+++ Excerpted records +++
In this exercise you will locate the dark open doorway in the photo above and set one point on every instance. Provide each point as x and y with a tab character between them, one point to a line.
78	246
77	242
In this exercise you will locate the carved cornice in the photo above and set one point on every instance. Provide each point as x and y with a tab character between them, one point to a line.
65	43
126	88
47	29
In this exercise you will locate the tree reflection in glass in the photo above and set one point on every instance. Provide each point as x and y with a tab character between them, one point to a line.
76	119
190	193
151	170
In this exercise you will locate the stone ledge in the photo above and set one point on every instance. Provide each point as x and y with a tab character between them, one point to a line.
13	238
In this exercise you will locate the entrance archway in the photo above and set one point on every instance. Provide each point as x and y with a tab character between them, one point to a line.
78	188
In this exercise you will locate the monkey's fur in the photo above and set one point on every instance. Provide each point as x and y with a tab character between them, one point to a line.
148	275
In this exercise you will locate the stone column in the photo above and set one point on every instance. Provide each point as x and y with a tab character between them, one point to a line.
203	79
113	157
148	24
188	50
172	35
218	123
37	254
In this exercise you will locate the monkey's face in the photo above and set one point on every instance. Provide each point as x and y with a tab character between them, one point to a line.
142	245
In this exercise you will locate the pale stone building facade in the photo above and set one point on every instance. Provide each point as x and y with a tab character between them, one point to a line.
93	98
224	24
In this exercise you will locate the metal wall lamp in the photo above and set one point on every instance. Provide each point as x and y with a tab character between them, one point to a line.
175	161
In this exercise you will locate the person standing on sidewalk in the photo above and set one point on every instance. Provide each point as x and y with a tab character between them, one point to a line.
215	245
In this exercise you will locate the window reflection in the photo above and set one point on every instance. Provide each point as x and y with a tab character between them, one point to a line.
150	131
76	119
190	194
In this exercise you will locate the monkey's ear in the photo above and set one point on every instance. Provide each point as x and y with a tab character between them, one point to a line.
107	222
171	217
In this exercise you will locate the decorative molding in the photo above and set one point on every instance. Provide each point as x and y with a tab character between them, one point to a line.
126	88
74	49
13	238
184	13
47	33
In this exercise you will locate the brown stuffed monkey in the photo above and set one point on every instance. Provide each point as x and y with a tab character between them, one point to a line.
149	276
+++
+++ Excerpted records +++
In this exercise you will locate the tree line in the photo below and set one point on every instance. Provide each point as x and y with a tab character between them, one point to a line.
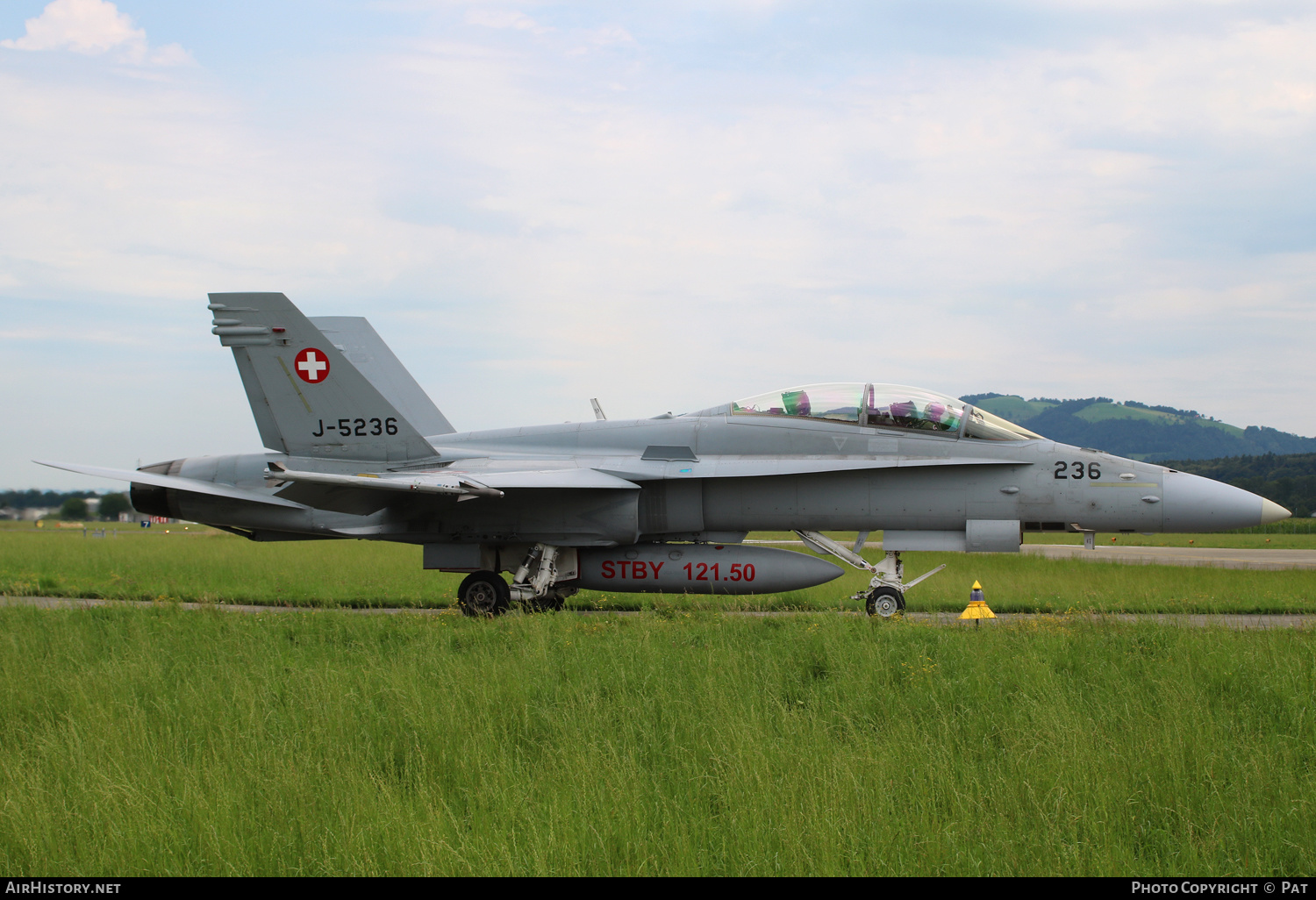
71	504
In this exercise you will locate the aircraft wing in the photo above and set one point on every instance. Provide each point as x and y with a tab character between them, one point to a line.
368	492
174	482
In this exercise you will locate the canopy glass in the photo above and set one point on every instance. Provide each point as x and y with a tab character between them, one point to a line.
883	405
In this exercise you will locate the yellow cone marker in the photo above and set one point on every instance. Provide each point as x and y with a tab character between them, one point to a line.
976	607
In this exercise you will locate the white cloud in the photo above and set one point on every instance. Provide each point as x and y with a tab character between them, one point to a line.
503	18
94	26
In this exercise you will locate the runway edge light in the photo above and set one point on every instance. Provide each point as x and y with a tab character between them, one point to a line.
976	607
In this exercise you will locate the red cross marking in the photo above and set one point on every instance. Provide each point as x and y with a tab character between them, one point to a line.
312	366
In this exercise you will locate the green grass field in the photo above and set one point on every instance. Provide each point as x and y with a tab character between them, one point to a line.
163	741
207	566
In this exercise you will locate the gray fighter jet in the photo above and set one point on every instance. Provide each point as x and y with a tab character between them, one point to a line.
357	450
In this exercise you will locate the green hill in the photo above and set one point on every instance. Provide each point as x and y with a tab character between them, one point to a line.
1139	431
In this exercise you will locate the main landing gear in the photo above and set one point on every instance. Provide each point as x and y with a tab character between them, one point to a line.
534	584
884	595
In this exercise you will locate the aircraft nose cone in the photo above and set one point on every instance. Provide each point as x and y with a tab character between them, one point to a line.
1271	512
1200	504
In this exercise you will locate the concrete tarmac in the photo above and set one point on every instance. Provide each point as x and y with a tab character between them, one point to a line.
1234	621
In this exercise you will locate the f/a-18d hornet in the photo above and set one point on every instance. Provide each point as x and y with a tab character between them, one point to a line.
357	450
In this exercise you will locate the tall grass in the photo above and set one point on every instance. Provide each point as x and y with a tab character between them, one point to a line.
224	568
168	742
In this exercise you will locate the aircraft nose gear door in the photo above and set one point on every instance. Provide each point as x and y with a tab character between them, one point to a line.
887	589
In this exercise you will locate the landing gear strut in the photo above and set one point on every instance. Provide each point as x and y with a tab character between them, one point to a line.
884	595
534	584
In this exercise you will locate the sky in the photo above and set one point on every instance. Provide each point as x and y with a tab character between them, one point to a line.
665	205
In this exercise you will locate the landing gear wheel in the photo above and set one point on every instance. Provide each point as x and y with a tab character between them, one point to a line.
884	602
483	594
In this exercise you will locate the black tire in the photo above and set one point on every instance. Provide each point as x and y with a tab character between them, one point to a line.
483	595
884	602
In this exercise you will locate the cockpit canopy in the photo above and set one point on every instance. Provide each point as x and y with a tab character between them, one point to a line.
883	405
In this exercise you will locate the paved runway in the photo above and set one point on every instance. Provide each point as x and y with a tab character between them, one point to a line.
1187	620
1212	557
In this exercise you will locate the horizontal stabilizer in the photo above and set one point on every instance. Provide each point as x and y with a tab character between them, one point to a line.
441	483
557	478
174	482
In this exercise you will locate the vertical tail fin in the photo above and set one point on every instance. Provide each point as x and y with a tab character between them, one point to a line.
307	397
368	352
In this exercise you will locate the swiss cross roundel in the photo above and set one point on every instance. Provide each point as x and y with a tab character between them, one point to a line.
+++
+++ Excerpted records +++
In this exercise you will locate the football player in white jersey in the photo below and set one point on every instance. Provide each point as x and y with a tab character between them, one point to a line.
+++
--- Problem ---
The expected answer is an exact copy of the lines above, beginning at the line with "In this exercise you will locate the vertical" and ending at the line with "In this exercise you will locate the swiss", with both ends in.

--- Answer space ---
In this exercise you will locate the vertical tail fin in the photo above and set one point on every instance. Provide each point as x and y with a tab character between them, one point to a line.
307	397
368	352
In this exercise you will locate the swiss cross roundel in the photo above and set one point on every instance. Provide each point as x and y with a tab character between them, one point to a line.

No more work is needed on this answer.